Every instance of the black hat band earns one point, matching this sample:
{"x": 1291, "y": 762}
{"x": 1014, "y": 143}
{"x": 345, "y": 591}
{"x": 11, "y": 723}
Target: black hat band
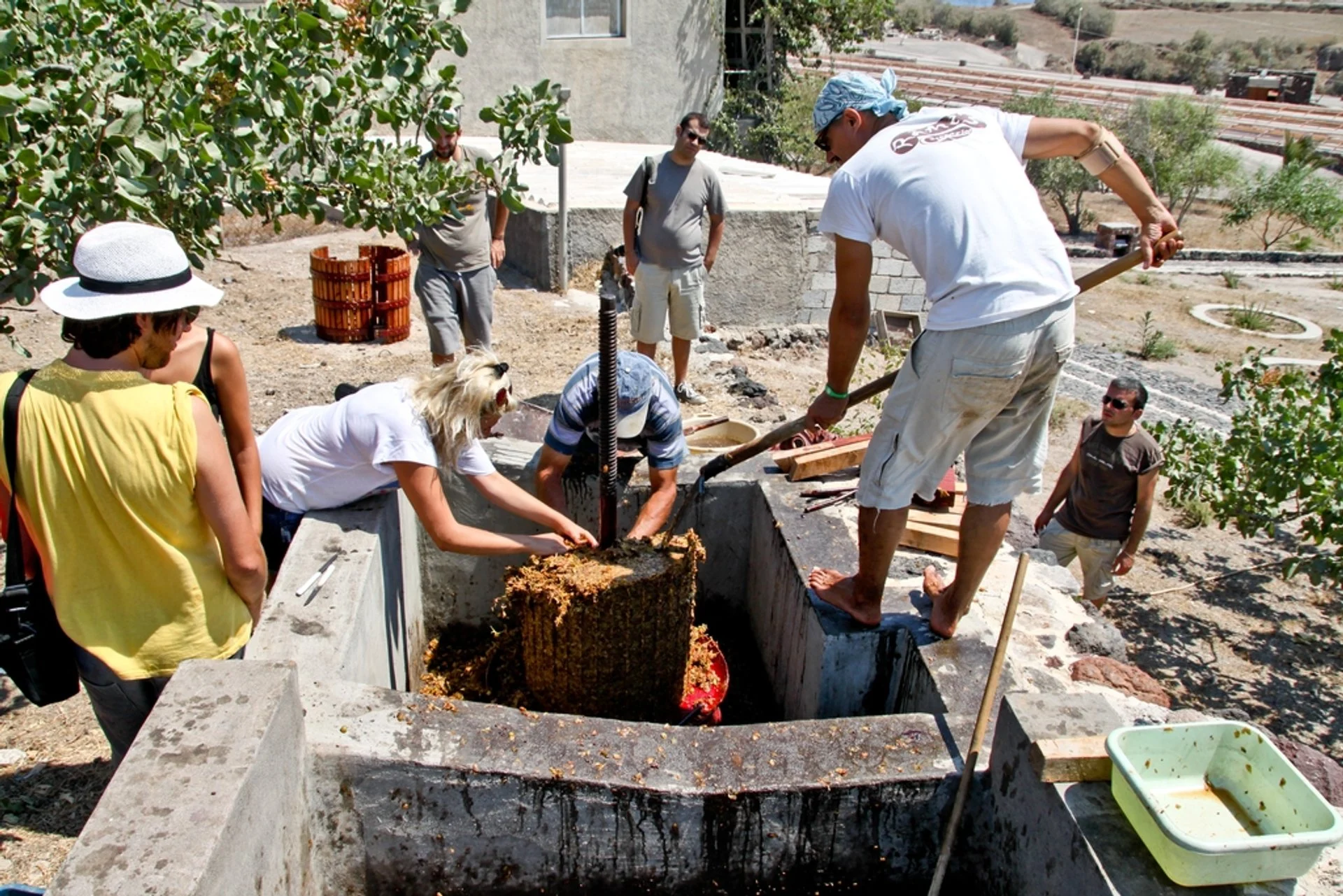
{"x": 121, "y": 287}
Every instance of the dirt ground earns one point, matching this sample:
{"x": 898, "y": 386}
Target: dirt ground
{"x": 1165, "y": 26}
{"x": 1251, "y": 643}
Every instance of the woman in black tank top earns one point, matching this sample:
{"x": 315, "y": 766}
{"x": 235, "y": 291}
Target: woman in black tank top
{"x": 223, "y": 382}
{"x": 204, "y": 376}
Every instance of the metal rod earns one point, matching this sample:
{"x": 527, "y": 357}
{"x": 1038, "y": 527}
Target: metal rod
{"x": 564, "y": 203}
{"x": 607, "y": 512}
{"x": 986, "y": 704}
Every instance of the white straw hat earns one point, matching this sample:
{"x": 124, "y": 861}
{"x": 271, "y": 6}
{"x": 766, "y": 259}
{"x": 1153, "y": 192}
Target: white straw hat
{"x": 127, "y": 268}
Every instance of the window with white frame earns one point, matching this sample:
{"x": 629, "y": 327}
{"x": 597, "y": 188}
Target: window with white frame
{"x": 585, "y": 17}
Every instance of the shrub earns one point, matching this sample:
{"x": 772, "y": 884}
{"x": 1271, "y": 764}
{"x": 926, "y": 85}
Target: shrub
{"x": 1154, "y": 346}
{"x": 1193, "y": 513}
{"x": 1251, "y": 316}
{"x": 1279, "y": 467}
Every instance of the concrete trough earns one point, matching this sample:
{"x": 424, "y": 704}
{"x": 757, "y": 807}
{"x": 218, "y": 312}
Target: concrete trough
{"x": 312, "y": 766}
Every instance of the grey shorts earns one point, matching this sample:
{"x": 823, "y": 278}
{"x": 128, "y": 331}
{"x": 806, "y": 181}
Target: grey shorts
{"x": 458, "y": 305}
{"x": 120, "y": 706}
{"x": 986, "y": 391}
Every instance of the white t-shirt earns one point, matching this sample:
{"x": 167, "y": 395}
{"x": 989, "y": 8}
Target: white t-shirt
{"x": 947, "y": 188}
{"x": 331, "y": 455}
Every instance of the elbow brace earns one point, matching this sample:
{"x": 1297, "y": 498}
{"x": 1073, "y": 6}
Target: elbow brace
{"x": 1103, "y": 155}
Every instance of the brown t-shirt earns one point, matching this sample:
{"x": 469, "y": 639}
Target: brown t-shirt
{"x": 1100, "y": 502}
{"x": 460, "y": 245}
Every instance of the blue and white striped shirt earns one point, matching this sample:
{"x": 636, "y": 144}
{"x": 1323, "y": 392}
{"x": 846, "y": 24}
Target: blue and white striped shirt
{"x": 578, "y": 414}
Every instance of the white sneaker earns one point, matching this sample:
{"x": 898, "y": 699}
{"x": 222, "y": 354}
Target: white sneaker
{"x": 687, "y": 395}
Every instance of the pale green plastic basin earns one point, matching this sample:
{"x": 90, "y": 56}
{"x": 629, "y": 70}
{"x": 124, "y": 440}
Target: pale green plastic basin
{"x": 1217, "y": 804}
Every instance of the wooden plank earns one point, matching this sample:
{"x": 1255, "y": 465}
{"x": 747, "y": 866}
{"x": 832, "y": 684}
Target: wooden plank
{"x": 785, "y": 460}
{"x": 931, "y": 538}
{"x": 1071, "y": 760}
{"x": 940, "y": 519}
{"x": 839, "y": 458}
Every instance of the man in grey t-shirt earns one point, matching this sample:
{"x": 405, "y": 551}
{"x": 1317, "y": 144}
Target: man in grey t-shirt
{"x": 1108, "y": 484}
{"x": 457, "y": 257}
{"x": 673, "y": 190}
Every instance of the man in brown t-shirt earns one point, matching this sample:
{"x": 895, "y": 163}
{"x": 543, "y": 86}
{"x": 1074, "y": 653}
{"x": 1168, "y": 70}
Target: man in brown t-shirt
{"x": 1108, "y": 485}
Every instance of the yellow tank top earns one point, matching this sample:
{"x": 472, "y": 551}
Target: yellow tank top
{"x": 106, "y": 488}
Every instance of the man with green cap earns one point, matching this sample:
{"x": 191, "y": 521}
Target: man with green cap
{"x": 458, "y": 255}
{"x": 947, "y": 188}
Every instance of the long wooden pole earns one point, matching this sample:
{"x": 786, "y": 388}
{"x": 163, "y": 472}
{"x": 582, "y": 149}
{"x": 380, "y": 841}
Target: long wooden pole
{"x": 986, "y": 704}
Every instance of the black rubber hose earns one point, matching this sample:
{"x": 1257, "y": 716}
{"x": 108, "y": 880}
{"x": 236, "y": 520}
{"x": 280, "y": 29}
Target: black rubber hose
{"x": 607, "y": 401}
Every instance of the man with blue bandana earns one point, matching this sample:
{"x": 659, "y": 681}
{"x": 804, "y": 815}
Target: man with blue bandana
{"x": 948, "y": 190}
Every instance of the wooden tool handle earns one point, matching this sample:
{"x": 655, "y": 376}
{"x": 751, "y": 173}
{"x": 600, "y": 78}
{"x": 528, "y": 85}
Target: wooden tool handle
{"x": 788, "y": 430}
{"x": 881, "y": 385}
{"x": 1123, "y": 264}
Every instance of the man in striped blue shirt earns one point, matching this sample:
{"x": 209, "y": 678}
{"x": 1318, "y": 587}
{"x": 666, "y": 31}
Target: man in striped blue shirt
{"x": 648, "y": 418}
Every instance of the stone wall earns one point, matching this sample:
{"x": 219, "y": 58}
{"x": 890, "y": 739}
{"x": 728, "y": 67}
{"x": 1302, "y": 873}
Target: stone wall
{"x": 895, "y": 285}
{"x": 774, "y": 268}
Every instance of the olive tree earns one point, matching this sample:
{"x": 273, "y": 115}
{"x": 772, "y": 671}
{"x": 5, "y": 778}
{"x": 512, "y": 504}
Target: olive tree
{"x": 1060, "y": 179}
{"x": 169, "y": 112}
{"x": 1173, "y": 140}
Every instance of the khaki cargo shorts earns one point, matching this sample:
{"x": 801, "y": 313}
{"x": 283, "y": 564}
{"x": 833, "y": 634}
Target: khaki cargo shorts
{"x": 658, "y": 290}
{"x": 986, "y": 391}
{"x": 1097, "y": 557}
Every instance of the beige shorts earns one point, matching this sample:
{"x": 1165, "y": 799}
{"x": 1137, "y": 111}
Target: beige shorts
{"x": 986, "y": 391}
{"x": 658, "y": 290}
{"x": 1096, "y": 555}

[REQUIRED TASK] Copy each line of the records precisely and drop any images they hold.

[THE OUTPUT]
Every instance of the black hat band earns one point, matching this sample:
{"x": 1291, "y": 762}
{"x": 1014, "y": 143}
{"x": 345, "y": 591}
{"x": 11, "y": 723}
Target: black hat band
{"x": 121, "y": 287}
Every instance of the dirt ground earns one point, matching this sample:
{"x": 898, "y": 386}
Target: dirt ground
{"x": 1165, "y": 26}
{"x": 1251, "y": 643}
Every instance of the woman in black tank top earns one point, matching this sample:
{"x": 315, "y": 766}
{"x": 235, "y": 291}
Target: woman in black tank top
{"x": 223, "y": 382}
{"x": 204, "y": 376}
Every instance of the metal rod earns one point, matching this sample:
{"x": 527, "y": 357}
{"x": 1038, "y": 527}
Target: metal rod
{"x": 564, "y": 203}
{"x": 607, "y": 512}
{"x": 986, "y": 704}
Every instance of the white straw hat earns one point, matching this sample:
{"x": 124, "y": 861}
{"x": 271, "y": 6}
{"x": 766, "y": 259}
{"x": 1153, "y": 192}
Target: white straw hat
{"x": 127, "y": 268}
Every instance of the window with white frame earns one point, matching this sample:
{"x": 629, "y": 327}
{"x": 597, "y": 188}
Target: window with white frame
{"x": 585, "y": 17}
Every instance of the shrub earns one point, matching this sample:
{"x": 772, "y": 884}
{"x": 1271, "y": 764}
{"x": 926, "y": 85}
Target: shrub
{"x": 1154, "y": 346}
{"x": 1193, "y": 513}
{"x": 1251, "y": 316}
{"x": 1279, "y": 467}
Every instance of the concrete trough earns one point, matching this sample:
{"x": 424, "y": 704}
{"x": 757, "y": 807}
{"x": 218, "y": 312}
Target: concrete trough
{"x": 312, "y": 766}
Every instance of the grey shorts earns one point, matching this sample:
{"x": 823, "y": 278}
{"x": 128, "y": 331}
{"x": 806, "y": 181}
Target: grey shorts
{"x": 458, "y": 305}
{"x": 120, "y": 706}
{"x": 986, "y": 391}
Every instance of the white t-shirt earns one point, matching this sample:
{"x": 167, "y": 395}
{"x": 989, "y": 8}
Target: white t-shirt
{"x": 947, "y": 188}
{"x": 331, "y": 455}
Every instance of the elbow brace earns one point, matching this sample:
{"x": 1297, "y": 498}
{"x": 1073, "y": 6}
Target: elbow brace
{"x": 1103, "y": 155}
Every instance of the brown t-shirt earns one point, matching this sample:
{"x": 469, "y": 639}
Target: brown t-shirt
{"x": 1100, "y": 502}
{"x": 460, "y": 245}
Every instance of the blue and white striped shirt earns one point, matching this sample:
{"x": 636, "y": 144}
{"x": 1323, "y": 392}
{"x": 846, "y": 24}
Target: blue and white striped shirt
{"x": 578, "y": 414}
Every instance of the white sneaker earns one point, matching this sample:
{"x": 898, "y": 699}
{"x": 222, "y": 354}
Target: white sneaker
{"x": 687, "y": 395}
Every instance of the pale green plastic basin earns one point, matching this sample:
{"x": 90, "y": 56}
{"x": 629, "y": 70}
{"x": 124, "y": 440}
Target: pale green plastic basin
{"x": 1217, "y": 804}
Every instance of the wooden plank earns one point, matching this sample:
{"x": 1255, "y": 465}
{"x": 747, "y": 866}
{"x": 832, "y": 684}
Target: wooden plank
{"x": 785, "y": 460}
{"x": 931, "y": 538}
{"x": 1071, "y": 760}
{"x": 940, "y": 519}
{"x": 839, "y": 458}
Every instance of the man in grey t-shirt earns one point, matching this sample:
{"x": 405, "y": 551}
{"x": 1317, "y": 144}
Target: man in grey t-shirt
{"x": 1108, "y": 484}
{"x": 457, "y": 257}
{"x": 673, "y": 190}
Every instance of the man in brown t-shirt earns one point, matching this sample:
{"x": 895, "y": 163}
{"x": 543, "y": 86}
{"x": 1074, "y": 653}
{"x": 1168, "y": 70}
Target: man in brown t-shirt
{"x": 1108, "y": 485}
Every instance of the yellow tank top earns one point, matching this sample:
{"x": 472, "y": 551}
Target: yellow tank top
{"x": 106, "y": 488}
Every instance of the man with green cap earns one point, matching this sample:
{"x": 191, "y": 521}
Target: man with green cap
{"x": 458, "y": 255}
{"x": 947, "y": 188}
Every instance of the long wooden pole earns one point, matching this sample:
{"x": 786, "y": 388}
{"x": 163, "y": 472}
{"x": 582, "y": 149}
{"x": 380, "y": 841}
Target: long wooden pole
{"x": 986, "y": 704}
Every instance of the black rubber hose earns one point, matching this sample:
{"x": 1257, "y": 716}
{"x": 108, "y": 880}
{"x": 236, "y": 520}
{"x": 280, "y": 29}
Target: black rubber hose
{"x": 607, "y": 401}
Every instance of the man with blue bandana earns one point, matching this sample:
{"x": 659, "y": 681}
{"x": 804, "y": 815}
Target: man with blue bandana
{"x": 948, "y": 190}
Every instance of the wooden tool handle earns one point, matching this sample:
{"x": 655, "y": 376}
{"x": 751, "y": 173}
{"x": 600, "y": 78}
{"x": 528, "y": 85}
Target: wooden tool handle
{"x": 788, "y": 430}
{"x": 881, "y": 385}
{"x": 1123, "y": 264}
Every instance of the man in striped blue shirt earns one point, matching this sample:
{"x": 209, "y": 678}
{"x": 1318, "y": 587}
{"x": 666, "y": 31}
Target: man in striped blue shirt
{"x": 648, "y": 418}
Every instance of the stone wall earns one point, matching this sample:
{"x": 219, "y": 58}
{"x": 890, "y": 739}
{"x": 728, "y": 67}
{"x": 1302, "y": 873}
Target: stone wall
{"x": 895, "y": 285}
{"x": 774, "y": 268}
Every instance of the olive tree earns one point, matching this sample:
{"x": 273, "y": 115}
{"x": 772, "y": 671}
{"x": 5, "y": 778}
{"x": 512, "y": 504}
Target: olive tree
{"x": 1060, "y": 179}
{"x": 169, "y": 112}
{"x": 1173, "y": 140}
Every instance of the khaki cargo shorts earns one point, matching this sample:
{"x": 801, "y": 313}
{"x": 283, "y": 564}
{"x": 833, "y": 634}
Target: khaki cargo shorts
{"x": 658, "y": 290}
{"x": 986, "y": 391}
{"x": 1097, "y": 557}
Every instance of the beige shorts earns one point, matching this sample:
{"x": 1165, "y": 799}
{"x": 1137, "y": 111}
Target: beige shorts
{"x": 986, "y": 391}
{"x": 658, "y": 290}
{"x": 1096, "y": 555}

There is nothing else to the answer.